• Set task:
Count the lines in the entries below that contain the string "lapel" and give only that number.

───

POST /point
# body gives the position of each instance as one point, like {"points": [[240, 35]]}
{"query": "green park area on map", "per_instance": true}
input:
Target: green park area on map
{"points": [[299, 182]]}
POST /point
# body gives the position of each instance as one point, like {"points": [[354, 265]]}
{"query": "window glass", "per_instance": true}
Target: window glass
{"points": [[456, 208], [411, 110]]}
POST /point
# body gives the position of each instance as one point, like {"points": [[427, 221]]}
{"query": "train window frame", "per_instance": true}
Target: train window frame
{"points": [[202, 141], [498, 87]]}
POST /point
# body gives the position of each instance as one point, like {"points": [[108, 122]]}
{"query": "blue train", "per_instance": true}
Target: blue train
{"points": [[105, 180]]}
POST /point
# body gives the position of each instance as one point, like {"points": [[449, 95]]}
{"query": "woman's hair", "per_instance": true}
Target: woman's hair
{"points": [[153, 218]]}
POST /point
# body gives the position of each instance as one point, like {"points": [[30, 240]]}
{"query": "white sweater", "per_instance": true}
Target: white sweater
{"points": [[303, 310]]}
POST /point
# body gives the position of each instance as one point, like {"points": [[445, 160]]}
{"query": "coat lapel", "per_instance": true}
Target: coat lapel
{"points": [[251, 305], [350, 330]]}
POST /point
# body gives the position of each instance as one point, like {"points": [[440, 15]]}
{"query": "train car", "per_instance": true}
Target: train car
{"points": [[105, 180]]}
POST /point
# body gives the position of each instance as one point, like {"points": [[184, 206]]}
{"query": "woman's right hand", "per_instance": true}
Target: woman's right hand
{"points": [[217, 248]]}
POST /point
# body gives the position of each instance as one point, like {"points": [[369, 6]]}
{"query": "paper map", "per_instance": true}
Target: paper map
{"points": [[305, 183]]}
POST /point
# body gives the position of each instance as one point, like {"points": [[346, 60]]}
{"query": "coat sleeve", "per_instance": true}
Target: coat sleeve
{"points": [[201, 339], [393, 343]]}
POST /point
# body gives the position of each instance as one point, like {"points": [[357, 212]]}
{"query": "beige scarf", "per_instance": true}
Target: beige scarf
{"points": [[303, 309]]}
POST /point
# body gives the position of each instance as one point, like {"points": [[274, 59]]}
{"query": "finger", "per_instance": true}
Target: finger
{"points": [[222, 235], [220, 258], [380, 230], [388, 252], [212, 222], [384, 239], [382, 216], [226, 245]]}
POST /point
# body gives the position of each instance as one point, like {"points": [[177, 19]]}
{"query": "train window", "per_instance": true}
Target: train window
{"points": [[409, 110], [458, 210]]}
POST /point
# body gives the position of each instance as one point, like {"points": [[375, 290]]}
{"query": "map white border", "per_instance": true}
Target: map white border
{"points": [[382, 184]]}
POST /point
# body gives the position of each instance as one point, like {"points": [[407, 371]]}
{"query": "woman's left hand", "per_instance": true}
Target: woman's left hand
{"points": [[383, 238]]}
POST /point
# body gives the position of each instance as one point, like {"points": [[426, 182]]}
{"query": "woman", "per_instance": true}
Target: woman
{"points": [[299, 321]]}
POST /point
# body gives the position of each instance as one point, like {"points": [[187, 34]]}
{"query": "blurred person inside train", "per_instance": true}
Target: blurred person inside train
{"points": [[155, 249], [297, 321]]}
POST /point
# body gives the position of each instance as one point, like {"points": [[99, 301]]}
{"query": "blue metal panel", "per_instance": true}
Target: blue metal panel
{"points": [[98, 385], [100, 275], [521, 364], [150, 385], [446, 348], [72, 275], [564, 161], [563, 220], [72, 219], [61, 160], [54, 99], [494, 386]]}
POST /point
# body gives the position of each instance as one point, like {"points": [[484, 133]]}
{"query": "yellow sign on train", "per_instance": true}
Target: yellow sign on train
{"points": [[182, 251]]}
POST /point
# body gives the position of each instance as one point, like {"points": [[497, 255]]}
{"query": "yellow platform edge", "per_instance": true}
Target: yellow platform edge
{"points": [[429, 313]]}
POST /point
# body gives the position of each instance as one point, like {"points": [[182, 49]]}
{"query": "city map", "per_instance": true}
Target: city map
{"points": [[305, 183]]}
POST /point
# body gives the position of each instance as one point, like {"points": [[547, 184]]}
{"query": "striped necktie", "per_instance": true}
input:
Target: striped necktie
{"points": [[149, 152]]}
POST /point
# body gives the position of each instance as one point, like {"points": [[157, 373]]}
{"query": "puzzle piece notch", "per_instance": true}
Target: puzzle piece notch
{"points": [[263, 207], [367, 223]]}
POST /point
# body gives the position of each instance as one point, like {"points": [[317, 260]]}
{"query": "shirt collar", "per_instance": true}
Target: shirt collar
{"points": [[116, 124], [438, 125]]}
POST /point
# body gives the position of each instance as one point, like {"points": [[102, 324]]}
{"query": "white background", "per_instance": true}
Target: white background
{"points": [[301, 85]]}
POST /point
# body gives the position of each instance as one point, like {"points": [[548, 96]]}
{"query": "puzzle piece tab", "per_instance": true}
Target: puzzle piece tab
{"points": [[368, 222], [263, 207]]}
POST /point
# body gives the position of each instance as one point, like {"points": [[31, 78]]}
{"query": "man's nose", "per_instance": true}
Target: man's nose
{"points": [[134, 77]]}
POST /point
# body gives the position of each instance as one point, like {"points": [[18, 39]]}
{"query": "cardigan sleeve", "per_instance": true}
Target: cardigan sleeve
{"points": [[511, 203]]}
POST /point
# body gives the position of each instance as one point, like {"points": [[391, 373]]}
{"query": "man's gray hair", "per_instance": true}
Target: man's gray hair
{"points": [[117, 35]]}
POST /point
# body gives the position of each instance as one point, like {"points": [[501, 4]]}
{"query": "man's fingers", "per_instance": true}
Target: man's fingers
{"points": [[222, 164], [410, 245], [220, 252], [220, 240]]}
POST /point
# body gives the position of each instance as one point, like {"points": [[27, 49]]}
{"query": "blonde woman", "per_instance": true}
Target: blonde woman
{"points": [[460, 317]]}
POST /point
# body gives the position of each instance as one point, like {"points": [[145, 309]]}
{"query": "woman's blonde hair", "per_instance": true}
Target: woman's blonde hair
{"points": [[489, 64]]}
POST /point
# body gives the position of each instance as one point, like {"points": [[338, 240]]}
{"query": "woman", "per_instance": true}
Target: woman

───

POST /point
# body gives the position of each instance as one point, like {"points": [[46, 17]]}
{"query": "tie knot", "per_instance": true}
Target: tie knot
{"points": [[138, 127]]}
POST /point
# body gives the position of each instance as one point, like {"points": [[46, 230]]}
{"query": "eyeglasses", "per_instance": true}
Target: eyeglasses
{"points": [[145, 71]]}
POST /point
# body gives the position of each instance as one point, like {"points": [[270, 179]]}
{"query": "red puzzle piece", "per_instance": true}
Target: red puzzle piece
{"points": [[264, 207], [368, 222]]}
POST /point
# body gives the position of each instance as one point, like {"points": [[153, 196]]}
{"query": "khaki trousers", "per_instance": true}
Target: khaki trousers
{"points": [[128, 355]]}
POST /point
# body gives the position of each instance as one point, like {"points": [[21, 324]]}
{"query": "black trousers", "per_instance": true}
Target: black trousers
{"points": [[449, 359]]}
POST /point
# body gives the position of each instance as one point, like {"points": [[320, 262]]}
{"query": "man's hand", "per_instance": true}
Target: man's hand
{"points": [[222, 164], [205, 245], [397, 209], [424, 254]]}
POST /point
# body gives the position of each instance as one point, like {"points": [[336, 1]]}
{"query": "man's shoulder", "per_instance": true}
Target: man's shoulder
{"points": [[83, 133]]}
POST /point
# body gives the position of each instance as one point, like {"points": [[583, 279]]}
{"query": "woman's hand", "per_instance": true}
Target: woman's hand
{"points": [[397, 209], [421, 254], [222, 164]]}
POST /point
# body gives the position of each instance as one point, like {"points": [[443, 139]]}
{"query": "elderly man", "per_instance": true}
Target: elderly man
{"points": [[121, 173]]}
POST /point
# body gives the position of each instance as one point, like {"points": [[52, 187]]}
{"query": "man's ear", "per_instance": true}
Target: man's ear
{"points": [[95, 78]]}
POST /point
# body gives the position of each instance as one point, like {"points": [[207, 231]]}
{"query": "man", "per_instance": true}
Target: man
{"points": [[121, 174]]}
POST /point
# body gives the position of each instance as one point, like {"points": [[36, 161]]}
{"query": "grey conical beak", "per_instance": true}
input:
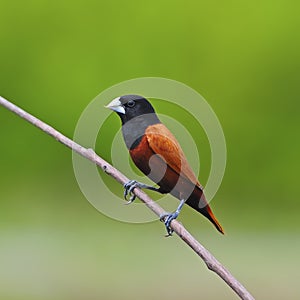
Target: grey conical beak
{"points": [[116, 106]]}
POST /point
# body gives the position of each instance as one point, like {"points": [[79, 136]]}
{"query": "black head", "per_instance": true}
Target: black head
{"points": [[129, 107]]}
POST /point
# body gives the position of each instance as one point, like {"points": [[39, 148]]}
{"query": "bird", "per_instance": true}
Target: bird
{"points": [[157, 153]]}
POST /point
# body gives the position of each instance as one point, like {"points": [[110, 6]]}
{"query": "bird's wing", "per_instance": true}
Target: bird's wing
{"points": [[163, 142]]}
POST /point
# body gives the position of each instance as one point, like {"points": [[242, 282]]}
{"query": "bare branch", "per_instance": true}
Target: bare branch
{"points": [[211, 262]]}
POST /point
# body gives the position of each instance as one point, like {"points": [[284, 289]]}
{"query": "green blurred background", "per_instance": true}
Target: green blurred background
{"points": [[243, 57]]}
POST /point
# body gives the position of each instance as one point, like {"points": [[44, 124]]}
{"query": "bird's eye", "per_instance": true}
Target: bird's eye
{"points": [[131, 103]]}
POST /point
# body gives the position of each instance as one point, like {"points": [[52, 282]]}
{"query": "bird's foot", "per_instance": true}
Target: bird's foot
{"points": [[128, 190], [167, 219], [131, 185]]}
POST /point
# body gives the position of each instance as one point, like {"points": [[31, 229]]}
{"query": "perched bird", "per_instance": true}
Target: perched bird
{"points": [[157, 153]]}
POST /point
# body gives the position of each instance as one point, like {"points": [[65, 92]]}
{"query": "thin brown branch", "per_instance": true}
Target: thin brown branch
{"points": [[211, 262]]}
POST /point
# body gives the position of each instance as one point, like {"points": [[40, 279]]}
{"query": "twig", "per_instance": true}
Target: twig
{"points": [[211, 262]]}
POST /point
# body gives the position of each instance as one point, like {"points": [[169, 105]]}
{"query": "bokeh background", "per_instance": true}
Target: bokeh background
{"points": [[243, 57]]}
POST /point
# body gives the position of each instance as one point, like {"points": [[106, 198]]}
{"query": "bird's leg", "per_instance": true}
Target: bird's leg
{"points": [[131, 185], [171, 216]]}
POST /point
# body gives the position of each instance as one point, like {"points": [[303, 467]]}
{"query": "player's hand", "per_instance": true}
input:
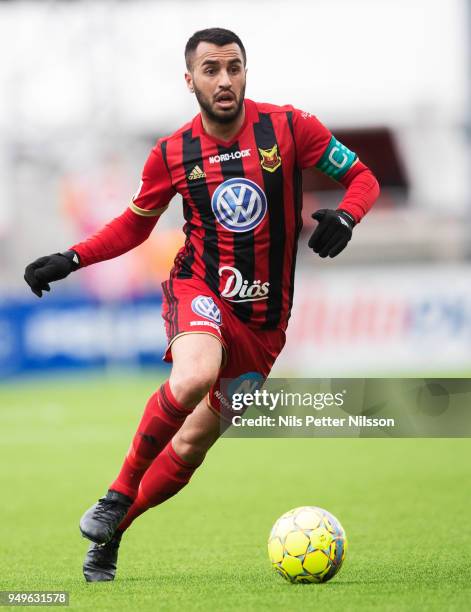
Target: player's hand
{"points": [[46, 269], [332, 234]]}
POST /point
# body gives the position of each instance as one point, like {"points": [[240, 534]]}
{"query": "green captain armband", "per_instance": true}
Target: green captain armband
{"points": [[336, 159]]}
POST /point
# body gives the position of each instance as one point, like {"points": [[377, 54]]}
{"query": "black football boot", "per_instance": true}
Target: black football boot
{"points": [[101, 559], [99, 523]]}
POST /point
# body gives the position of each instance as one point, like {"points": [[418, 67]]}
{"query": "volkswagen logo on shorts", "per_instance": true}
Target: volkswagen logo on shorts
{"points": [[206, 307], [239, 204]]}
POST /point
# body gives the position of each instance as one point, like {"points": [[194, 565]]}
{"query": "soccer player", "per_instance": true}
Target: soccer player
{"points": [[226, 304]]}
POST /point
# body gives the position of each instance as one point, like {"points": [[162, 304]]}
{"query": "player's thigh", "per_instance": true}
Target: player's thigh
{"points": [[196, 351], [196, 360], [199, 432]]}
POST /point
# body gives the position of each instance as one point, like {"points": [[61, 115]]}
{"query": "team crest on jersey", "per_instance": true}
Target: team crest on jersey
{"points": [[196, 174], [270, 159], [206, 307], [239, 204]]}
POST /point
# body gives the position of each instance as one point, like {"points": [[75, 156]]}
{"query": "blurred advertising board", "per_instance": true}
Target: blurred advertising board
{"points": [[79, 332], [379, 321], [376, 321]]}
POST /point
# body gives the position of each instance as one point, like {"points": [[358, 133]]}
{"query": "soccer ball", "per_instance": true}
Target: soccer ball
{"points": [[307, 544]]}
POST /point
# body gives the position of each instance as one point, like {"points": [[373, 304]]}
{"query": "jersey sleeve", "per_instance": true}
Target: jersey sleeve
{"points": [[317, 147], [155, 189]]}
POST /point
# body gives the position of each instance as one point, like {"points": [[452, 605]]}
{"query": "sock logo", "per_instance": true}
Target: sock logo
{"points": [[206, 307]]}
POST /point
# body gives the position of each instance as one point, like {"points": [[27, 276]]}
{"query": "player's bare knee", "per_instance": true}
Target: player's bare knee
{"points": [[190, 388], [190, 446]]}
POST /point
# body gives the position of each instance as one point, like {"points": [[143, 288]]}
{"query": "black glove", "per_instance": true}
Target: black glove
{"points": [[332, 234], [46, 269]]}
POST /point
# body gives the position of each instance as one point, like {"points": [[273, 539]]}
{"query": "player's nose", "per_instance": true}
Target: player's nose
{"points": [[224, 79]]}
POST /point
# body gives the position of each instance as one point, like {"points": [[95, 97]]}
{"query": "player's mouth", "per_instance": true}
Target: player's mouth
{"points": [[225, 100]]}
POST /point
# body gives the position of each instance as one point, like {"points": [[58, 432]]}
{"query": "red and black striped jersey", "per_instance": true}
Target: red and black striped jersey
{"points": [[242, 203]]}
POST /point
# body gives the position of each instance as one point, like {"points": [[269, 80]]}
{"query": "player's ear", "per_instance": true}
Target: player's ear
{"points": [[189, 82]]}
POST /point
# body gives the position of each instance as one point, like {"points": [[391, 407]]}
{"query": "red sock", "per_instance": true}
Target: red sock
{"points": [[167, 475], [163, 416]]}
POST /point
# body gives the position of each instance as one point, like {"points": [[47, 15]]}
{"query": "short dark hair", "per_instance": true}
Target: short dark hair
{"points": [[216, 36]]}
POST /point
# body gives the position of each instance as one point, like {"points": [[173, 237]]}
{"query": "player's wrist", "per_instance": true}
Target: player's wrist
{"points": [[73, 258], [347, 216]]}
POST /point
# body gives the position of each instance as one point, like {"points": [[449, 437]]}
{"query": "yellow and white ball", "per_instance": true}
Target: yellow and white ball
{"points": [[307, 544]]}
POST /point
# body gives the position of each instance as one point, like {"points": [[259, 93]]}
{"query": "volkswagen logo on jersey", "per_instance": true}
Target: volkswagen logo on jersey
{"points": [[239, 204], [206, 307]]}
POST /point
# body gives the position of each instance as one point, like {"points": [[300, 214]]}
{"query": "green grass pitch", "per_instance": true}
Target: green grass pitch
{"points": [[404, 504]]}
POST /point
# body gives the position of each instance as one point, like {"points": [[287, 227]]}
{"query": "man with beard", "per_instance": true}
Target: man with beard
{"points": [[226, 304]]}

───

• Finished answer:
2